(Data supplied)
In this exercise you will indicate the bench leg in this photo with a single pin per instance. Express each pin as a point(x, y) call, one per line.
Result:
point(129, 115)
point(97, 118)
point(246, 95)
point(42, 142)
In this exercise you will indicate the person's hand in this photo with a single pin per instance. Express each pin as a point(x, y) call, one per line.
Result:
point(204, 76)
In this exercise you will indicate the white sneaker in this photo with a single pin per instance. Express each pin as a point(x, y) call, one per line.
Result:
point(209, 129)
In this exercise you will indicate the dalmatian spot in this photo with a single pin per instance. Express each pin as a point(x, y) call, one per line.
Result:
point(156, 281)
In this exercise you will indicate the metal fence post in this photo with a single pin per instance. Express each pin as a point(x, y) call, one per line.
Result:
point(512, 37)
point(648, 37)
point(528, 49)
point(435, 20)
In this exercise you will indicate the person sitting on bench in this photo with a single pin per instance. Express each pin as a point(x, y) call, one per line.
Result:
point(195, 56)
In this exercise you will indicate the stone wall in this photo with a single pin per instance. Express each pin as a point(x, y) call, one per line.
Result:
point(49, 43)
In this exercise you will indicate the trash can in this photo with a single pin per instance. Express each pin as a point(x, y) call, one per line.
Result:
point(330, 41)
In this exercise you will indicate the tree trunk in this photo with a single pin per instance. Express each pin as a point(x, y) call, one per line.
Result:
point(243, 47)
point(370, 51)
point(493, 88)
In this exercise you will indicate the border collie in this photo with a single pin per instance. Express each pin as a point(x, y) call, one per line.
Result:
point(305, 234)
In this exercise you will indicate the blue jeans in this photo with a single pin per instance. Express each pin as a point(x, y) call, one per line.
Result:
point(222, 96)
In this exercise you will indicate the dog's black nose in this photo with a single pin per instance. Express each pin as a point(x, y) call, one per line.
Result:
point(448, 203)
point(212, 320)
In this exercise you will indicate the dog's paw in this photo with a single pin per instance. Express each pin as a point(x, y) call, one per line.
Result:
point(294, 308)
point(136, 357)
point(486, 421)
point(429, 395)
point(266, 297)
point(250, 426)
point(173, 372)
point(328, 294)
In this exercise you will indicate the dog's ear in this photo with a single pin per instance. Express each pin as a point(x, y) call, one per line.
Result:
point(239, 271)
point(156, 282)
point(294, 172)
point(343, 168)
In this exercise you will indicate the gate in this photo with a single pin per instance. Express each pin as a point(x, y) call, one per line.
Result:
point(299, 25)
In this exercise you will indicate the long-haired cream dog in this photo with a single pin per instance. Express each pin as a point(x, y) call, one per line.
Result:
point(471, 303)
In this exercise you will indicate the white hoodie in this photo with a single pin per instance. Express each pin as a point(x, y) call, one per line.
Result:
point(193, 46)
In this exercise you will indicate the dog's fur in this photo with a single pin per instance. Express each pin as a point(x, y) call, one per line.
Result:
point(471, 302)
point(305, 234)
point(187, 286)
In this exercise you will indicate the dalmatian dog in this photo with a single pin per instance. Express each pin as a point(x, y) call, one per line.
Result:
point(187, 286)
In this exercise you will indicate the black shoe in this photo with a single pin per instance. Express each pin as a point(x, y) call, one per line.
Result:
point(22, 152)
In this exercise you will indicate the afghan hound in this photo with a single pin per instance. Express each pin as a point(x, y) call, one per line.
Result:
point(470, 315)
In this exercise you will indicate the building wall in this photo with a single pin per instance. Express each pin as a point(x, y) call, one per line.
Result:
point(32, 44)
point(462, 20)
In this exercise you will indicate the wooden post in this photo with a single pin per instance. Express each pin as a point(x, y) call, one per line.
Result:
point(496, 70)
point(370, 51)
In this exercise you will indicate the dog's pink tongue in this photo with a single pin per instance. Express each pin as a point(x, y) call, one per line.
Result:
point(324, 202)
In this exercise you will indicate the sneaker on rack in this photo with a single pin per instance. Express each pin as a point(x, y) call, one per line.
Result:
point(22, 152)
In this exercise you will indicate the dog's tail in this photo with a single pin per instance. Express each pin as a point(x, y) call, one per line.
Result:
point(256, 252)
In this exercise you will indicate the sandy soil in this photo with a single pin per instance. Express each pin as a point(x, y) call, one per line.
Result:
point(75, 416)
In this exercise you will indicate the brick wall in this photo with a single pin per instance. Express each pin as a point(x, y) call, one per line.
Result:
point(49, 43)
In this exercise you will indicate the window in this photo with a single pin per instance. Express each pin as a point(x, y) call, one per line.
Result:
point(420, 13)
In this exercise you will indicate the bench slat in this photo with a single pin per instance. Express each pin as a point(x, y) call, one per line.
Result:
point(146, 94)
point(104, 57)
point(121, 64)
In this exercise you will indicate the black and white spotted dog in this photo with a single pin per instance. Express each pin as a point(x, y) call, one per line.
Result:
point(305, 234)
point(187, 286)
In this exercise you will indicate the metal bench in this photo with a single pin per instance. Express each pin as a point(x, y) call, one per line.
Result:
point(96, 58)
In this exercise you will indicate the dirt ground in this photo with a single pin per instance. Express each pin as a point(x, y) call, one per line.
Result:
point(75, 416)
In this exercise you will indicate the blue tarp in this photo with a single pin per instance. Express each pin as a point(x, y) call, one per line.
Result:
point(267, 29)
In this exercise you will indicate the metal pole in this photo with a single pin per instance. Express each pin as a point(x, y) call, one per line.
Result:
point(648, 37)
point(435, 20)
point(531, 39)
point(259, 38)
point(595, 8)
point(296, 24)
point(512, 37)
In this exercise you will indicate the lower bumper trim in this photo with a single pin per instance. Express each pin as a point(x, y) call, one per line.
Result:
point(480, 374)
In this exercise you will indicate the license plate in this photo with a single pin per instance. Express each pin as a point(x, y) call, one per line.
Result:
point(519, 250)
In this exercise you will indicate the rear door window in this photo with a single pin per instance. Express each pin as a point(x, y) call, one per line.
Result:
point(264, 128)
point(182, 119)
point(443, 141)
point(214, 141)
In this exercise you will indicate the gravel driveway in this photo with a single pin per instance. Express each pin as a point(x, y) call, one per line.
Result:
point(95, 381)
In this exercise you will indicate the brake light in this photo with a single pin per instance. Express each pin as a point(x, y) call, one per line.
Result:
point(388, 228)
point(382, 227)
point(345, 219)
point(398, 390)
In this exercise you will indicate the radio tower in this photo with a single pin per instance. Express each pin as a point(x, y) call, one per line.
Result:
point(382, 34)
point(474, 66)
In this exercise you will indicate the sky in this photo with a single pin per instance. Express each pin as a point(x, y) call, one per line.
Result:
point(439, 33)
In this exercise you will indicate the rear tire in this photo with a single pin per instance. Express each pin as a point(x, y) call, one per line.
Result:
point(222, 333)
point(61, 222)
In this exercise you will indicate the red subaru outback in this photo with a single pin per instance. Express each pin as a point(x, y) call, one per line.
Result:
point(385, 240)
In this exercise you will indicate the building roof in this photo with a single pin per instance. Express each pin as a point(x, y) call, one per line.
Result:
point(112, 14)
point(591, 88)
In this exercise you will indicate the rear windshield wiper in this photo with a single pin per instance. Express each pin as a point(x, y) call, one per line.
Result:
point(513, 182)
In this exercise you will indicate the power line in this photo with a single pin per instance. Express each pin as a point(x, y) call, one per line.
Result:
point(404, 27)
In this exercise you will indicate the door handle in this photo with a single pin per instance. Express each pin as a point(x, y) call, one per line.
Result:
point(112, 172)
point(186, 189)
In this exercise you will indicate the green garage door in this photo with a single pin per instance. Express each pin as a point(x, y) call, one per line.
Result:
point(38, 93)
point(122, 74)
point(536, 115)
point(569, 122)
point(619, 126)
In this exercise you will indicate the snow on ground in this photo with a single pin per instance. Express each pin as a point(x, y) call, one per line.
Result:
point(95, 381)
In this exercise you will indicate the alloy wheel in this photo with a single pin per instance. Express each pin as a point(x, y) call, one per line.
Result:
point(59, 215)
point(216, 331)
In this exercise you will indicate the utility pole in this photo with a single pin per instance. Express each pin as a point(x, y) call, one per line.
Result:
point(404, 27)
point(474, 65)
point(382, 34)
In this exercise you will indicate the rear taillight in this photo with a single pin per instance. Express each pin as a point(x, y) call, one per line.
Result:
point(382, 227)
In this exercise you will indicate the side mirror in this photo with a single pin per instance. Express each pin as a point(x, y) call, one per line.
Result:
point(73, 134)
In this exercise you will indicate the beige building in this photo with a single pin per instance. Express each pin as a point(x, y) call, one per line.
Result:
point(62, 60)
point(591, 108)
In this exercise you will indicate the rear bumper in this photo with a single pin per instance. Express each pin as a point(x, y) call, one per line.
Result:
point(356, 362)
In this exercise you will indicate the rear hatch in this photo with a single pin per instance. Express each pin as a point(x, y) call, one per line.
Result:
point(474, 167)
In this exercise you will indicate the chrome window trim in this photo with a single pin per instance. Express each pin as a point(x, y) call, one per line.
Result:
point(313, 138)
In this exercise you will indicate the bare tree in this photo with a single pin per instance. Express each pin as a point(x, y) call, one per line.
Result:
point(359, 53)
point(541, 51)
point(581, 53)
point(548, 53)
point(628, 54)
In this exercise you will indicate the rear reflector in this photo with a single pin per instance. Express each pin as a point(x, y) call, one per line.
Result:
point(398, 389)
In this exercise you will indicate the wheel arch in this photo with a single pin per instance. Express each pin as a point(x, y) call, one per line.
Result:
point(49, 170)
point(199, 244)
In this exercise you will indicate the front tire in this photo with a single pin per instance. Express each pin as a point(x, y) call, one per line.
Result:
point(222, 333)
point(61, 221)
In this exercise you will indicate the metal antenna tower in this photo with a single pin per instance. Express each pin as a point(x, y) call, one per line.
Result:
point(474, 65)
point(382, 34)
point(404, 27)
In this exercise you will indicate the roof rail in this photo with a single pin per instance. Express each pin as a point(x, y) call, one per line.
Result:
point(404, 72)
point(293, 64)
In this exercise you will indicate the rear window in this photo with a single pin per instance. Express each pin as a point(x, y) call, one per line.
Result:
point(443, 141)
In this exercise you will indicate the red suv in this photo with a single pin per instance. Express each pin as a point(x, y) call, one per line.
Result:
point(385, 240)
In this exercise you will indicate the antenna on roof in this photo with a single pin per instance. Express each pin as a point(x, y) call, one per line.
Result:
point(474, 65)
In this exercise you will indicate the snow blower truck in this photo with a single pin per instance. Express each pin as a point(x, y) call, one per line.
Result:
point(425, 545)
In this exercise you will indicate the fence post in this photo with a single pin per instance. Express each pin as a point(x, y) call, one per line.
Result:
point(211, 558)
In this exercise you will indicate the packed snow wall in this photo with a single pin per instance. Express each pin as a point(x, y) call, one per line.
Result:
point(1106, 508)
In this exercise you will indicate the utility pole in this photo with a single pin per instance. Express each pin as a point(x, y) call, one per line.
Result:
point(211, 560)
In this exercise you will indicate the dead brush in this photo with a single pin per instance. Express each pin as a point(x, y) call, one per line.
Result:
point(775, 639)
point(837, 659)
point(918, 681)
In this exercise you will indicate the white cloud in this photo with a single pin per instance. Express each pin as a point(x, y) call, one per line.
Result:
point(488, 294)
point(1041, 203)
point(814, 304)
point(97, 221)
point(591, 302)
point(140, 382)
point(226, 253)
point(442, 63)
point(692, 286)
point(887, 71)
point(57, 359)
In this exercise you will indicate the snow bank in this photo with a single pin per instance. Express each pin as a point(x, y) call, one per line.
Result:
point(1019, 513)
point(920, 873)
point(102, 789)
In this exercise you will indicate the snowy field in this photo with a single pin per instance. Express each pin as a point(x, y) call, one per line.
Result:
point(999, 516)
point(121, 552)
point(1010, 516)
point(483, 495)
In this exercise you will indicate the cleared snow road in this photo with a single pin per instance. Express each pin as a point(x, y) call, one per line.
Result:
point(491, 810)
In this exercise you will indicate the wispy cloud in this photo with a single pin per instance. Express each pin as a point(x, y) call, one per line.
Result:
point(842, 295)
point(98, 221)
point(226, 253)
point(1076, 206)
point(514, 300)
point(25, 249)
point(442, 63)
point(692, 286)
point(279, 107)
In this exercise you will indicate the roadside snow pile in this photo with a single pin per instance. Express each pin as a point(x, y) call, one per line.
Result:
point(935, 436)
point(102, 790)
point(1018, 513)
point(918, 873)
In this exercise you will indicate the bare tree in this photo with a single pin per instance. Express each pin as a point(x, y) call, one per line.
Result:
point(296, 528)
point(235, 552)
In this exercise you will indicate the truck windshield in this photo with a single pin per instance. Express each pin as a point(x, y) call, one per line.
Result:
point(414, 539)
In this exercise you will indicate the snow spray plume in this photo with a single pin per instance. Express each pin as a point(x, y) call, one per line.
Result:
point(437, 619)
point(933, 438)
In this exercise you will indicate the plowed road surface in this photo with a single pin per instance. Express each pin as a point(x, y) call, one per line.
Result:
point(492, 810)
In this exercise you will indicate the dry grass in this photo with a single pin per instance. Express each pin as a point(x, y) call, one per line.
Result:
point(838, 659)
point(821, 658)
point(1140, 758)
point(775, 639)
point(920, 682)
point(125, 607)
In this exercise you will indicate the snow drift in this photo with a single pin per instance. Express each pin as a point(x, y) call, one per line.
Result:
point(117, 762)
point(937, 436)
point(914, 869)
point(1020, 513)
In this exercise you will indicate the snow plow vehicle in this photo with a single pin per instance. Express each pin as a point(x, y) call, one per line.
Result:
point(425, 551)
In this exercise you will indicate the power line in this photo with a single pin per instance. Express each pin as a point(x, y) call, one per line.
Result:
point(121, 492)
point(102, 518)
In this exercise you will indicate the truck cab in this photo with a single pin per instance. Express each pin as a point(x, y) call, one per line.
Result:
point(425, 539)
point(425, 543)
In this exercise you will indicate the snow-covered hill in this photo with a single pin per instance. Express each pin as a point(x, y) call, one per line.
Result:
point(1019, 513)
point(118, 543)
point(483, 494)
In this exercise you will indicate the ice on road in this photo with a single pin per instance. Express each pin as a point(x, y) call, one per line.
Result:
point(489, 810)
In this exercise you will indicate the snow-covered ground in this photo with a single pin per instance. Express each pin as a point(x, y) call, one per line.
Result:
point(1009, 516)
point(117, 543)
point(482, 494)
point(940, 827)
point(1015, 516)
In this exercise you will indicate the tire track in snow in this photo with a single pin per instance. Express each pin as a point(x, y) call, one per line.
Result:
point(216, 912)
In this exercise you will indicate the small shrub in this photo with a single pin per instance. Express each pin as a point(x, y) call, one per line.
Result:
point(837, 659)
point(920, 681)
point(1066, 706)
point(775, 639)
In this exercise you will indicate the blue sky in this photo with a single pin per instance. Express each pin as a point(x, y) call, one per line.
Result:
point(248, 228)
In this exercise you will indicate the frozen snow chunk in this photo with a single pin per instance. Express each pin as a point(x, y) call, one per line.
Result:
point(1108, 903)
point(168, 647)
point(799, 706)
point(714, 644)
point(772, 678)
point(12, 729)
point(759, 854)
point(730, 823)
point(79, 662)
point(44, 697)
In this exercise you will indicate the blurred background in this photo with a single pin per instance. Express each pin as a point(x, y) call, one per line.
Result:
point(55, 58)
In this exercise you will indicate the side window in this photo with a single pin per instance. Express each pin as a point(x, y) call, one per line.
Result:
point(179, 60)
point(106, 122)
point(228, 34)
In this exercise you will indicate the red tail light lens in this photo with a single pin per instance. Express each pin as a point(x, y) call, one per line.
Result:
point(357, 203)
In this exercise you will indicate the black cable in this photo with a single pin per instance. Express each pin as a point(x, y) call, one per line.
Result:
(End Data supplied)
## [Goal of the exercise]
Using the material, show each line where the string "person" can be found.

## [Reply to the exercise]
In this exercise you will indicate the person's hand in this photo with a single pin per instance. Express each pin as a point(x, y) call, one per line.
In this exercise you will indicate the person sitting on bench in this photo with a single pin per instance. Express each pin as a point(x, y) call, one per line.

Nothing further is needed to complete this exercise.